WITH clients who are at most serious risk from the spread of COVID-19, Jewish residential aged care providers in Sydney and Melbourne have erred on the side of caution to date by prohibiting visitors to all except clients in palliative care.
But limited visits under strict provisions will now be permitted at some sites following reviews.
The Australian government, in consultation with the sector, released a draft Visitor Access Code on May 2, which directs residential aged care providers to ‘actively facilitate’ visits from up to two family members or friends, with scope to find their own solutions to achieve that.
The code states that as a minimum, entry requirements for visitors must include honestly responding to screening questions, showing proof of having had a flu vaccination, use of hand sanitiser, and following what each facility asks in order to keep residents and staff safe.
The week before, Prime Minister Scott Morrison criticised aged care providers that barred any visits from loved ones, saying, “That’s not okay.”
In Melbourne this week, Emmy Monash Aged Care confirmed it will reintroduce face-to-face visitor bookings from May 11 in two designated areas on weekdays, subject to strict conditions.
For the first fortnight, bookings will only be made for 15-minute visits by one visitor per resident in designated areas, but then two visitors will be allowed.
In a letter to residents, it said, “We understand these are difficult times for everyone and we have heard your feedback.”
A Jewish Care spokesperson, meanwhile, told The AJN its latest review resulted in a decision, “not taken lightly”, to maintain its no face-to-face visitation policy at its three residential aged care centres.
In Sydney, Montefiore confirmed it has reviewed its visitation policy which had only permitted video calls, and effective from May 4, will enable a pre-booked 20-minute visit by up to two family members per resident on weekdays, subject to strict conditions.
A spokesperson told The AJN these visits will be held “in a designated area, with a protective transparent screen separating the resident from the family members as a safeguard to cross-infection”.
“Understandably we have had some feedback from people distressed by the situation, but the majority has been largely positive and supportive of the measures we are taking.
“We hope to continue to review and expand the [safe visitation] program safely as the situation improves.”
Meanwhile, the government announced an additional $205 million will be provided to the residential aged care sector.

Questions
1. In the article on aged care visits, how long is each pre-booked visit that Montefiore will allow?
2. List every minimum entry requirement for visitors that the draft Visitor Access Code sets out, according to the article on aged care visits.

Material shown
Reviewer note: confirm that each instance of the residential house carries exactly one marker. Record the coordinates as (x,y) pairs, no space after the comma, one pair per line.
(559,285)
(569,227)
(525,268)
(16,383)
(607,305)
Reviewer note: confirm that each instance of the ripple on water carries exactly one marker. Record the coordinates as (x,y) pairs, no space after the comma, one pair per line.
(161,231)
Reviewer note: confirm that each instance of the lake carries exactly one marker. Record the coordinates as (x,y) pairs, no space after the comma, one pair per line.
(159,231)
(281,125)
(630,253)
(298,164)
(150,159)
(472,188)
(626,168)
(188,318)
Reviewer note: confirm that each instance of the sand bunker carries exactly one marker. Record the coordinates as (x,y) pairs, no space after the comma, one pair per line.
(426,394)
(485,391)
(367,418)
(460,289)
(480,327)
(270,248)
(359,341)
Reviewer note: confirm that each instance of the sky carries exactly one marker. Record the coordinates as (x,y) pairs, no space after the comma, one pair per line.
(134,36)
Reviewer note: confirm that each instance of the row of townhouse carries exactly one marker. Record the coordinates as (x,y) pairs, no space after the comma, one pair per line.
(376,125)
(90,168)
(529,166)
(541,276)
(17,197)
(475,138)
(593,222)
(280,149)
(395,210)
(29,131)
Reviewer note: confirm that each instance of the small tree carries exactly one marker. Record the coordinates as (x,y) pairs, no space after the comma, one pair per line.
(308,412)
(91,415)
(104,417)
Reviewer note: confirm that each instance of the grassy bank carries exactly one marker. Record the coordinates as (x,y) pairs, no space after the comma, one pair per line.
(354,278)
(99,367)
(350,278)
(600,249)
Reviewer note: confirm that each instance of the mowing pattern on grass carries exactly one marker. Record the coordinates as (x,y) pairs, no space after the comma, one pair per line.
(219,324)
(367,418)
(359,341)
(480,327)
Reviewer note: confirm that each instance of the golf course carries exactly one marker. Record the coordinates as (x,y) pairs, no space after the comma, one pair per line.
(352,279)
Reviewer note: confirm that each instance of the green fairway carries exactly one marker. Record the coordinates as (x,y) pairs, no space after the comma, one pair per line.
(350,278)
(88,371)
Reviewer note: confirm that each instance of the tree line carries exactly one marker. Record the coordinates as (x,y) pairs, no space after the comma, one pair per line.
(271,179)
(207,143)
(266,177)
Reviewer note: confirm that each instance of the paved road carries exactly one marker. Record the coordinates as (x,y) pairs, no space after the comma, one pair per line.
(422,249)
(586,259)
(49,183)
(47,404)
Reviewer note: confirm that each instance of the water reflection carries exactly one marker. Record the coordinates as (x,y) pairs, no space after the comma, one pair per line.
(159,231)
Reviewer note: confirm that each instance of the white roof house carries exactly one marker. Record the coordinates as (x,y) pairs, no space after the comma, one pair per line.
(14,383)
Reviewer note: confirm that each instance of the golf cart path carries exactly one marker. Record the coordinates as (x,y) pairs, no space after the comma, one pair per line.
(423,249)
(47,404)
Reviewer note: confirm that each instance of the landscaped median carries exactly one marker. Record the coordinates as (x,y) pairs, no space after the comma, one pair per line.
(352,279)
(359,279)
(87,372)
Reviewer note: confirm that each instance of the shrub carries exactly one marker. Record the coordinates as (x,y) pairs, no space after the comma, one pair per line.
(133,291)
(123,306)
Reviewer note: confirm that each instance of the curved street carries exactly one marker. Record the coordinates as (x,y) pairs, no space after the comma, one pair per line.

Per-task answers
1. 20 minutes

2.
- Honestly responding to screening questions
- Showing proof of having had a flu vaccination
- Using hand sanitiser
- Following what each facility asks in order to keep residents and staff safe